▶ **Aim of the exercise**
Task for the listing below: copy it out in full, exactly.

▶ **Data for this exercise**

::::

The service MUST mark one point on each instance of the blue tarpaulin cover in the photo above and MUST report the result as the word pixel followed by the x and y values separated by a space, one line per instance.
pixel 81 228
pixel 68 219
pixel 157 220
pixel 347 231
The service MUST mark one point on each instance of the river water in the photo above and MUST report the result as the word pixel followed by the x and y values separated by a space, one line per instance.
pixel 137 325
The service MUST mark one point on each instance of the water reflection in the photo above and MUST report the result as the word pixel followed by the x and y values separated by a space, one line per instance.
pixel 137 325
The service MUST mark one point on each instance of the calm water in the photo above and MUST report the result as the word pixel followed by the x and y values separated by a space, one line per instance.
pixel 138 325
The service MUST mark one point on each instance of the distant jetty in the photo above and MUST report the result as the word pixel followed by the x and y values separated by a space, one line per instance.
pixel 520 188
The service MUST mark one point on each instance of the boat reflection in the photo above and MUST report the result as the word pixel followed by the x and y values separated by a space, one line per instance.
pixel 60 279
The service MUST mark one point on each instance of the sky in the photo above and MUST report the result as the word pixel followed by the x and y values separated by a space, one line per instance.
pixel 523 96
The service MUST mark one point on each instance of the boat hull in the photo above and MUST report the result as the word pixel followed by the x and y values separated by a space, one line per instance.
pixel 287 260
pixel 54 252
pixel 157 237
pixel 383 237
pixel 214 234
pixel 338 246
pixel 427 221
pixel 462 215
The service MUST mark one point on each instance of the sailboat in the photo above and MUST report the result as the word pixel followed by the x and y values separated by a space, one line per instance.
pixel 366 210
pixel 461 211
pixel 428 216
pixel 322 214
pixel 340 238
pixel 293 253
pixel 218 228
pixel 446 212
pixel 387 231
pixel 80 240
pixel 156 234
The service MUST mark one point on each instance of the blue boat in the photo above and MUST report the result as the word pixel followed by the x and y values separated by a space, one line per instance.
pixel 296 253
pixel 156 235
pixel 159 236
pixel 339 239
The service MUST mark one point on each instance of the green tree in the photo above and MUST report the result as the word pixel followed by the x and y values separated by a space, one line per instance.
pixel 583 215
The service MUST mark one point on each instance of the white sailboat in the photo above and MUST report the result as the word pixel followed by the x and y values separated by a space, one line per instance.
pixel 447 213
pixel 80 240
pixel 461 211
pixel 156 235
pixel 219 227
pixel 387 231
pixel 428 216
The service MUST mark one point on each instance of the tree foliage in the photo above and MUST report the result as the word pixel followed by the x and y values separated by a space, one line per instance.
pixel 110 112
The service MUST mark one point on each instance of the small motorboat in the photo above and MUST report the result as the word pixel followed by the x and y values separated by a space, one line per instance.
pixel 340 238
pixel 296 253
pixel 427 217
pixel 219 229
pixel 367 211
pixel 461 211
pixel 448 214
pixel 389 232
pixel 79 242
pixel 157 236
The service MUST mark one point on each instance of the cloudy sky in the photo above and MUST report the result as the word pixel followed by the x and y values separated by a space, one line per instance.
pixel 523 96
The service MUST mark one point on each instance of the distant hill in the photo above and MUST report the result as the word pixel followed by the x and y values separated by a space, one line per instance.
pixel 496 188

::::

▶ **Exercise result**
The service MUST mark one point on each instance of the blue tarpaulin cover in the photo above and MUST report the result as the word pixel followed by the x and y values separated by a space, one line per instance.
pixel 81 228
pixel 68 219
pixel 157 220
pixel 347 231
The service MUST mark one point on each instance of the river water in the photo above and MUST report the result as the word pixel followed by the x and y values separated by a space, one line per instance.
pixel 137 325
The service MUST mark one point on each instance of the water reflection in the photo above and MUST report the result as the word pixel followed by the x and y values separated by a space, one line per instance.
pixel 137 325
The service MUST mark one point on each instance of the calm water in the photo above and MUST report the result as the word pixel followed by the x and y values separated by a space, one line per instance.
pixel 138 325
The service MUST mark one point on each instance of the distant jetty in the photo above and MUST report the result as the word pixel followed by the x and y values separated by a space, one line per instance.
pixel 520 188
The service MUST mark one point on each instance of the boat reflection in the photo above and MUST report the result as the word pixel followed by the x and y values separated by a space, one line per instance.
pixel 60 279
The service MUST mark one point on each instance of the sky in the photo above and MUST report the result as the word pixel followed by the x and y values separated by a space, one line per instance.
pixel 523 96
The service MUST mark one point on each instance of the boat hull in the photo above and MUST report the result as the word pixel followed by the x and y values separated by a space, one line per instance.
pixel 287 260
pixel 54 252
pixel 157 237
pixel 383 237
pixel 214 234
pixel 338 246
pixel 427 221
pixel 462 215
The service MUST mark one point on each instance of the sailboat in the photo above and MUST report the result as the word pixel followed by the x and y values separated by a space, one line per instance.
pixel 366 210
pixel 461 211
pixel 428 216
pixel 322 214
pixel 340 238
pixel 293 253
pixel 218 228
pixel 446 212
pixel 387 231
pixel 80 240
pixel 156 234
The service MUST mark one point on each instance of the blue boat in the photo above and MUST report the result as the word pixel followed by the x and y values separated by a space, one line per instance.
pixel 296 253
pixel 156 235
pixel 159 236
pixel 339 239
The service MUST mark one point on each instance of the green tree in the photo above and MUST report the result as the word pixel followed by the x and y values separated by a space, one line per instance.
pixel 583 215
The service MUST mark one point on each instance of the white sailboat in the photo above and MUST report the result as the word pixel followed by the x and y values separated by a space, one line per instance.
pixel 447 213
pixel 80 240
pixel 461 211
pixel 156 235
pixel 219 227
pixel 387 231
pixel 428 216
The service MUST mark one point on each instance of the tree foliage in the photo above and MUST report the result as the word pixel followed by the x and y values separated by a space, one line per instance.
pixel 110 112
The service MUST mark one point on each instance of the small motorboat in the photo above and MUST report the result as the word pixel followed by the x and y values separated by a space, one line per instance.
pixel 340 238
pixel 296 253
pixel 427 217
pixel 219 229
pixel 367 211
pixel 461 211
pixel 448 214
pixel 389 232
pixel 79 242
pixel 157 236
The service MUST mark one point on each instance of the cloudy sky in the photo above and MUST report the result as the word pixel followed by the x and y values separated by a space, one line per instance.
pixel 523 96
The service MUST mark one point on each instance of the distant hill in the photo above and MUST report the result as the word pixel followed by the x and y values separated by a space, one line per instance.
pixel 496 188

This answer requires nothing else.